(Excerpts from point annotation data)

────────────────

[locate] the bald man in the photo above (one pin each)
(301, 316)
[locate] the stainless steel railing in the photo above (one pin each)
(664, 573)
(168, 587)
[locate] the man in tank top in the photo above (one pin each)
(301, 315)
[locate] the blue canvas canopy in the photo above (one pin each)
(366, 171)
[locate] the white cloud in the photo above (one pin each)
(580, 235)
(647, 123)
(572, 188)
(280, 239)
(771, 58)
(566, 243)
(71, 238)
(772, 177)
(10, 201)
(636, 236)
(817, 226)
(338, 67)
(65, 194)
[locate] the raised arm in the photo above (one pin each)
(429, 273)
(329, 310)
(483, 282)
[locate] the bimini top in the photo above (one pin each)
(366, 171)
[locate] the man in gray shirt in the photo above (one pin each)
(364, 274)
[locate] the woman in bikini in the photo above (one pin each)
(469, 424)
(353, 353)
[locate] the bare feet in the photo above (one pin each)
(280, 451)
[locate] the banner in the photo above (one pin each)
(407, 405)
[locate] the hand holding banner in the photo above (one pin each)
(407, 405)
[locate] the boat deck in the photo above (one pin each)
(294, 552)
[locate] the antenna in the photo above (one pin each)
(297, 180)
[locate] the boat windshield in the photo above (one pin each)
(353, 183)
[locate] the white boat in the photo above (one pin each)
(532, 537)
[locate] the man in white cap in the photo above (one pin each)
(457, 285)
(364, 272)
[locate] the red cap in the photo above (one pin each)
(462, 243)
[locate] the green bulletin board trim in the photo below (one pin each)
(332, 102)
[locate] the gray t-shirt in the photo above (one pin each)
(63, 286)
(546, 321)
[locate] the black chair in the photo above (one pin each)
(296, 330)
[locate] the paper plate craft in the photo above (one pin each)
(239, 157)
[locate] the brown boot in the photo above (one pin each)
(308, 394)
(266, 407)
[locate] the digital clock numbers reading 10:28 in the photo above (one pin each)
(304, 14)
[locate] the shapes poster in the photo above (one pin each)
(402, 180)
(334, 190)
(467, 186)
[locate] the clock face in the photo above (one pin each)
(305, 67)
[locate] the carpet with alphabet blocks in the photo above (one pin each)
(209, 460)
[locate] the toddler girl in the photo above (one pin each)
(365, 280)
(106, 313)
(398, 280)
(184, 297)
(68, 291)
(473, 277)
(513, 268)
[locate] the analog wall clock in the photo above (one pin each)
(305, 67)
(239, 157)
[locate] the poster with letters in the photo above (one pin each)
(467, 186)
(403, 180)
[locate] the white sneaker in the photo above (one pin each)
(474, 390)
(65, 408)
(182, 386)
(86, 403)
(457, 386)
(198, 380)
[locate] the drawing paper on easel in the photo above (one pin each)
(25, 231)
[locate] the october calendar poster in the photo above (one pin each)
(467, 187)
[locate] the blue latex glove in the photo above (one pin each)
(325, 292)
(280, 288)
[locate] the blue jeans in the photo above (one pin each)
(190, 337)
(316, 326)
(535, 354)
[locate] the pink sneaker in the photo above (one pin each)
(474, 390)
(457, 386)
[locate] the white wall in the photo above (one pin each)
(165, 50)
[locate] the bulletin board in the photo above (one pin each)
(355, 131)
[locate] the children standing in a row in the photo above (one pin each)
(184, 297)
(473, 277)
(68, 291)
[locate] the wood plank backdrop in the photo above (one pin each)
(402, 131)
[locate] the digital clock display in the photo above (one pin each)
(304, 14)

────────────────

## [Description of the task]
Scale the stretch from the line containing "[locate] the children" through the end of the items by rewriting only those lines, requests included, with each answer coordinate multiplied by 0.25 and rounded to a whole number, halves rounding up.

## [Exercise response]
[locate] the children standing in a row in the photo above (one pin each)
(46, 74)
(118, 69)
(17, 73)
[locate] the wood plank backdrop in the photo above (one pin each)
(101, 33)
[locate] the digital clock display in the photo above (one pin each)
(76, 4)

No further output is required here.